▸ WHAT THE EXERCISE ASKS
Find every line below with the string "reflection" and pick it out.

▸ SOURCE DATA
----------
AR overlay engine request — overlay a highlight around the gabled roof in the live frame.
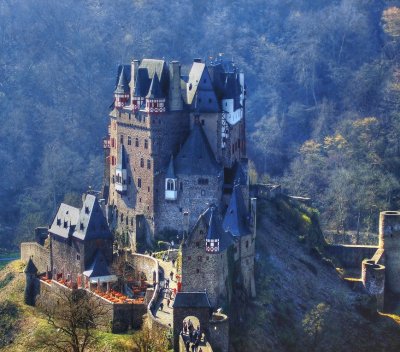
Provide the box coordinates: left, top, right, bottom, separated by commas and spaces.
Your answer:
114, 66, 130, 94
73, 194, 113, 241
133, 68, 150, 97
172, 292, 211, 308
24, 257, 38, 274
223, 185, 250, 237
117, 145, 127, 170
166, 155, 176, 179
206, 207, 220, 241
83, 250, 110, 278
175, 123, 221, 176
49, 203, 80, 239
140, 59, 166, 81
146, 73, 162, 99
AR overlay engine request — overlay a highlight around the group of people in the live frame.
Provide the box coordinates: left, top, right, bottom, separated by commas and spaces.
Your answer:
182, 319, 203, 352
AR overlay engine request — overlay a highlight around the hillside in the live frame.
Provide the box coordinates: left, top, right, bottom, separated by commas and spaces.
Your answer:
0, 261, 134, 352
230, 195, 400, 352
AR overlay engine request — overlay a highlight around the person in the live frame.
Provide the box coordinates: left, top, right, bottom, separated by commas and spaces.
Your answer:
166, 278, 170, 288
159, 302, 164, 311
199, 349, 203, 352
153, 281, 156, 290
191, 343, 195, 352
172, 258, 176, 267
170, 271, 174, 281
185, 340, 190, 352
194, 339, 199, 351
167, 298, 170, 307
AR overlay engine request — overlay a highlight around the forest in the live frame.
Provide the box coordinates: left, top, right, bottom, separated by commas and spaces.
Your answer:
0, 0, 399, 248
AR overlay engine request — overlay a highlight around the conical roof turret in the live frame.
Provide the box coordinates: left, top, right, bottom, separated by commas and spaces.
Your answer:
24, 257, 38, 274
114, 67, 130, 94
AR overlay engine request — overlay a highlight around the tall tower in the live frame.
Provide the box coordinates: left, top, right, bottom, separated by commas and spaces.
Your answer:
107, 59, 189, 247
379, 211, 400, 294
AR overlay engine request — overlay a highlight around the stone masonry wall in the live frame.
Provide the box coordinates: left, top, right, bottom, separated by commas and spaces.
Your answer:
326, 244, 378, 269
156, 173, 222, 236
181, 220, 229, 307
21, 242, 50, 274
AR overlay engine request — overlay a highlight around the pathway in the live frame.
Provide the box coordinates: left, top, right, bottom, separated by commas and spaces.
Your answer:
----------
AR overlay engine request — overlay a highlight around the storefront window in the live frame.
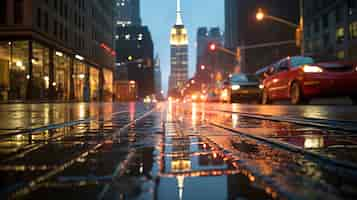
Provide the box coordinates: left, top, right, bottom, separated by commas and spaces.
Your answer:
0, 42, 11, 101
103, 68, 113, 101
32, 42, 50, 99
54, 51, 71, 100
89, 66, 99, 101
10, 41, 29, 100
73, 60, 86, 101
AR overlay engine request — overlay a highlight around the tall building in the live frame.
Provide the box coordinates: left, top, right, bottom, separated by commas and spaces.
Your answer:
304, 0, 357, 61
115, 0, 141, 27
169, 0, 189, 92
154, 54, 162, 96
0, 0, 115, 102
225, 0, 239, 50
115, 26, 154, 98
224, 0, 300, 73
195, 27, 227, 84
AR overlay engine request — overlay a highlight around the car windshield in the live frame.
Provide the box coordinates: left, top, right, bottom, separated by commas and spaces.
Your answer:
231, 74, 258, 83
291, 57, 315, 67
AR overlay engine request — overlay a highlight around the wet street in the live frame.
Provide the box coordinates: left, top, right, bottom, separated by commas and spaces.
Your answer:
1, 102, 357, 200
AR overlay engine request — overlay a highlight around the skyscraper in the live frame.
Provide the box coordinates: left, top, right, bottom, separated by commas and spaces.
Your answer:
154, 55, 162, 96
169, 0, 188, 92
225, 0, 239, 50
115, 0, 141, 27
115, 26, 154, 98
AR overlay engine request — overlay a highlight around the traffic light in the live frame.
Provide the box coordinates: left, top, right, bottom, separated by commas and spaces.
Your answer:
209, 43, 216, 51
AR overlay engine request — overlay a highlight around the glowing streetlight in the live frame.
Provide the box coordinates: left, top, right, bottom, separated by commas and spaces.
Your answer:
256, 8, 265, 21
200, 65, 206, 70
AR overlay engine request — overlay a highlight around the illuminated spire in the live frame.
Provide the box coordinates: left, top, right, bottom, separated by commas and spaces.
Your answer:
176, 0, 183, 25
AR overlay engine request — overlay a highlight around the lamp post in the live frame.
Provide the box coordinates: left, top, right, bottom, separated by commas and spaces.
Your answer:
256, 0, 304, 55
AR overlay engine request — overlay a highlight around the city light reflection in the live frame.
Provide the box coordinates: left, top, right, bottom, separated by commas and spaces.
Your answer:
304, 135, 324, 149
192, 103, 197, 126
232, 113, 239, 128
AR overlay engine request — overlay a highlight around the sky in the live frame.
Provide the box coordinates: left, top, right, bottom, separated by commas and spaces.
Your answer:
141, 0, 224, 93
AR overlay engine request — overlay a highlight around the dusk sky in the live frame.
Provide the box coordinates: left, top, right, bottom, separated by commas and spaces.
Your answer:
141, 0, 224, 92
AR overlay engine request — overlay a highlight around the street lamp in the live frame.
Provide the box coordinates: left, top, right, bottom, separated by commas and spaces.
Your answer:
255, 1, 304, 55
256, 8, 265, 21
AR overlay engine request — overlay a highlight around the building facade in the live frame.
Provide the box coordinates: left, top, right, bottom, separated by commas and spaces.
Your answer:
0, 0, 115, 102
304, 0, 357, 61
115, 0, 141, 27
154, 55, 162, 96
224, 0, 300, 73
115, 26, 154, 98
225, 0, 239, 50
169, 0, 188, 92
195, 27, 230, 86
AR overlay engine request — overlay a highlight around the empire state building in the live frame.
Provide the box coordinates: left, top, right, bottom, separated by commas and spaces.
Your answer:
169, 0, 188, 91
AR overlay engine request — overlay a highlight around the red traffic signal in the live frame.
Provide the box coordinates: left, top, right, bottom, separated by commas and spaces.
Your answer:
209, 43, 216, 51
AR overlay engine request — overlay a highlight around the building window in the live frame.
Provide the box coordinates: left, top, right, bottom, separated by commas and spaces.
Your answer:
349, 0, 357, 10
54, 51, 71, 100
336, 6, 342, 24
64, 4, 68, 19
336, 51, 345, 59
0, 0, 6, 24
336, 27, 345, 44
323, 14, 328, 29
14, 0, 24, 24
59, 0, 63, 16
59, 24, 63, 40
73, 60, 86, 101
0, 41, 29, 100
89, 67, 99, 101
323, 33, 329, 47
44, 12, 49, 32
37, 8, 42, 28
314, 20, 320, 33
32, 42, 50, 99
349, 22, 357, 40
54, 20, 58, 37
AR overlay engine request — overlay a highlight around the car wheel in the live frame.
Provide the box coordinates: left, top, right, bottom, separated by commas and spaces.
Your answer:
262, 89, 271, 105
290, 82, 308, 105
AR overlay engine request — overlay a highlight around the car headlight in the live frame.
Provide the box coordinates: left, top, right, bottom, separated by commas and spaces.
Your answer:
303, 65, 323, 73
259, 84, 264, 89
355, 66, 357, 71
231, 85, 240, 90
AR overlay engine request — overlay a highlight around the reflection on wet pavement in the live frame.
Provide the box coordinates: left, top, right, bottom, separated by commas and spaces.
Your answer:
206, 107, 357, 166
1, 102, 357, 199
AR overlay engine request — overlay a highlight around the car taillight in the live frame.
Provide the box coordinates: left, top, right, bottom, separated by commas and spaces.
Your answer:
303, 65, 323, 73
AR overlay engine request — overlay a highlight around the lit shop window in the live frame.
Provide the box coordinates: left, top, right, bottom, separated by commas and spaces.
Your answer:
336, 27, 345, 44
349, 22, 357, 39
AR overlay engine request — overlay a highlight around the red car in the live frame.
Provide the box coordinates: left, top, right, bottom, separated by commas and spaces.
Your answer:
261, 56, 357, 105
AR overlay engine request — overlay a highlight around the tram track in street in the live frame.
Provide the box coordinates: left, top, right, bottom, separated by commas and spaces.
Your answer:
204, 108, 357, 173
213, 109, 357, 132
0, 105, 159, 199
----------
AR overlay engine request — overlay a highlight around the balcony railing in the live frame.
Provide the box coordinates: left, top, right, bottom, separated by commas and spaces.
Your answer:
----------
▸ OUTPUT
AR overlay engine request — overlay a highlight around the city light reflection in the live frame.
AR overlay engine request — overlay a highlight around the reflection on wet pavement in the live frame.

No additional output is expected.